Palm Beach Pride draws over 30,000 people to Bryant Park in Lake Worth Beach every spring, and the single detail that makes or breaks the experience for a group is simple: how do you all get there and back together without anyone getting separated, stranded, or stuck hunting for a parking spot on Lake Avenue? Street parking around Bryant Park fills up fast, the boat ramp lot is strictly off-limits, and trying to coordinate a half-dozen rideshares for a group of 20 people on a busy Pride weekend is exactly as chaotic as it sounds.

This guide covers how Palm Beach Pride works, where the parade goes, what the festival looks like, and why a private party bus or charter bus from Party Bus Boynton Beach is the cleanest way to get your group from Boynton Beach to Bryant Park and back without the headache. Boynton Beach to Lake Worth Beach is only about six to eight miles up U.S. 1 or I-95 — close enough that the ride is short, but busy enough on Pride weekend that having your own vehicle makes all the difference.

Event

Palm Beach Pride — annual, two-day LGBTQ+ festival and parade

Host location

Bryant Park, 30 S Golfview Road, Lake Worth Beach, FL 33460

Organizer

Compass LGBTQ+ Community Center — nonprofit serving Palm Beach County since 1988

Typical timing

Late March — festival both days, noon to 6 PM; parade Sunday at 11 AM

Attendance

30,000+ attendees annually — largest cultural event in Palm Beach County

Drive from Boynton Beach

~6–8 miles · 10–20 min via I-95 or U.S. 1

What Is Palm Beach Pride?

--- To be done ---
(1) According to the Palm Beach Pride guide, what time does the parade start on Sunday?
(2) Extend the Palm Beach Pride guide from where it stops.
The items that come next play no role here.

--- Data rows ---
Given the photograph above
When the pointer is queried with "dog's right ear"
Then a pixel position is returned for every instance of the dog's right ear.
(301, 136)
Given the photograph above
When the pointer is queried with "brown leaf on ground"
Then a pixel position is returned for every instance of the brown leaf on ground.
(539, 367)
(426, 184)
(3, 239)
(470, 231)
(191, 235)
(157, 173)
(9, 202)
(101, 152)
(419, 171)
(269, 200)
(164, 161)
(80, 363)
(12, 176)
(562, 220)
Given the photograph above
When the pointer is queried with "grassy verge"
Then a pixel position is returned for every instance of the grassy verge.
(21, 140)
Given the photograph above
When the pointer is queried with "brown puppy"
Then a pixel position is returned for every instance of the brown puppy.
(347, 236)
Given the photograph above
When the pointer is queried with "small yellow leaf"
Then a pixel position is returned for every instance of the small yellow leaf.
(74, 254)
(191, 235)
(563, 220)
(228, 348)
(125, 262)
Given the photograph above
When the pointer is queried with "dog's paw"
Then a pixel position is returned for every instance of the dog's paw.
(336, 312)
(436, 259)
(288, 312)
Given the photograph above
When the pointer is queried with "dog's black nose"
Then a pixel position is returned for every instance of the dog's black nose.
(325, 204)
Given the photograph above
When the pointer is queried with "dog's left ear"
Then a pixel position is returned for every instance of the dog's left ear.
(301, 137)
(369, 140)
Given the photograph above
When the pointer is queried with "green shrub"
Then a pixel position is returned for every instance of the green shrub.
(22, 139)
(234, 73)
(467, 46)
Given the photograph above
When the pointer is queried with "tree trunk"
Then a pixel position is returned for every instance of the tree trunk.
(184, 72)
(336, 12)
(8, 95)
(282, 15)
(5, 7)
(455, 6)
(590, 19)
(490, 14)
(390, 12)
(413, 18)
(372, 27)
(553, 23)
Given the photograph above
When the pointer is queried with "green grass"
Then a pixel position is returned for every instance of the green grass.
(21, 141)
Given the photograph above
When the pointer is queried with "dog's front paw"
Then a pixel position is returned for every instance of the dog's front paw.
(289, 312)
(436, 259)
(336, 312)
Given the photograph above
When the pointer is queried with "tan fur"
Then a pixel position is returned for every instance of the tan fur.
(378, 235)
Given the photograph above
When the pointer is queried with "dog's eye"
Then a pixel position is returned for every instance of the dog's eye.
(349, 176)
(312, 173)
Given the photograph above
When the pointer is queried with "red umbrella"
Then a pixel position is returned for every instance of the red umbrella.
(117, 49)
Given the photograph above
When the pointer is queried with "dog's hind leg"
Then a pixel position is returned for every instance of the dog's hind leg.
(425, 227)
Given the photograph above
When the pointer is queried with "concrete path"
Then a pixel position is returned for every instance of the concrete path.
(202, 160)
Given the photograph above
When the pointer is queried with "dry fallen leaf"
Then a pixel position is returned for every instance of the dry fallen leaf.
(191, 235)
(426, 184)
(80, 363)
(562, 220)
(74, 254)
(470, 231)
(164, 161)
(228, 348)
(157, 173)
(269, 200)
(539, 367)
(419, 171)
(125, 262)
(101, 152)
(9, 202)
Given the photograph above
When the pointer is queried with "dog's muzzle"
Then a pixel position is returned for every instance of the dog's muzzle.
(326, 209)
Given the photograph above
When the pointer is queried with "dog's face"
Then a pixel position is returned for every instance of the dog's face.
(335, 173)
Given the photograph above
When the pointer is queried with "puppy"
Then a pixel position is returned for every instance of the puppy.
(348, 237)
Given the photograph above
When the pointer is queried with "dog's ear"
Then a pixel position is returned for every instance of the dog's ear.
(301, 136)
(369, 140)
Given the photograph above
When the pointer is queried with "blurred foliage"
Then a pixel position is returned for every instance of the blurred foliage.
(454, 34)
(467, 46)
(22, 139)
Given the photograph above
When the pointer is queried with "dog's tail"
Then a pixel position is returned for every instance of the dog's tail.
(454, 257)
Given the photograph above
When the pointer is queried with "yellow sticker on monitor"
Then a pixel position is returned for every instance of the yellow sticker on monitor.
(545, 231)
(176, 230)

--- Answers to the tasks ---
(1) The parade starts Sunday at 11 AM.

(2)
Palm Beach Pride is Palm Beach County's premier annual LGBTQ+ celebration, presented by Compass LGBTQ+ Community Center — a nonprofit that has served the South Florida LGBTQ+ community since 1988 and has operated out of downtown Lake Worth Beach since 2007. The event is widely recognized as the largest cultural event in Palm Beach County and draws visitors from across South Florida and the Treasure Coast.

The festival spans two days every late March at Bryant Park on Lake Worth Lagoon along the Intracoastal Waterway. It's family and pet friendly, free to attend with a general admission ticket, and packed with live stage performances, drag artists, local bands, DJs, food trucks, and more than 140 LGBTQ+-affirming vendors. Compass also hosts free face painting for younger guests.

If you have never been, it genuinely feels like one of the most welcoming community events on the South Florida calendar — the kind of event where the group energy starts on the way there.

The event also carries real history behind it. Compass has hosted Pride celebrations in Palm Beach County since 1992, when the county's first PrideFest was held at the Armory Art Center. Palm Beach Pride now includes what is recognized as the oldest running Pride parade in Florida — a fact that gives the event real weight beyond just a weekend party.

Bryant Park, Lake Worth Beach — the annual home of Palm Beach Pride, located along the Intracoastal Waterway at Lake Avenue and Golfview Road. Get directions on Google Maps.

The Palm Beach Pride Parade

The parade kicks off Sunday morning — typically at 11 AM — before the festival gates open at noon. The route runs roughly 0.9 miles through the heart of downtown Lake Worth Beach: participants line up on Lucerne Avenue, march westbound, then turn south onto Lake Avenue and continue east until the parade concludes at Bryant Park on the waterfront.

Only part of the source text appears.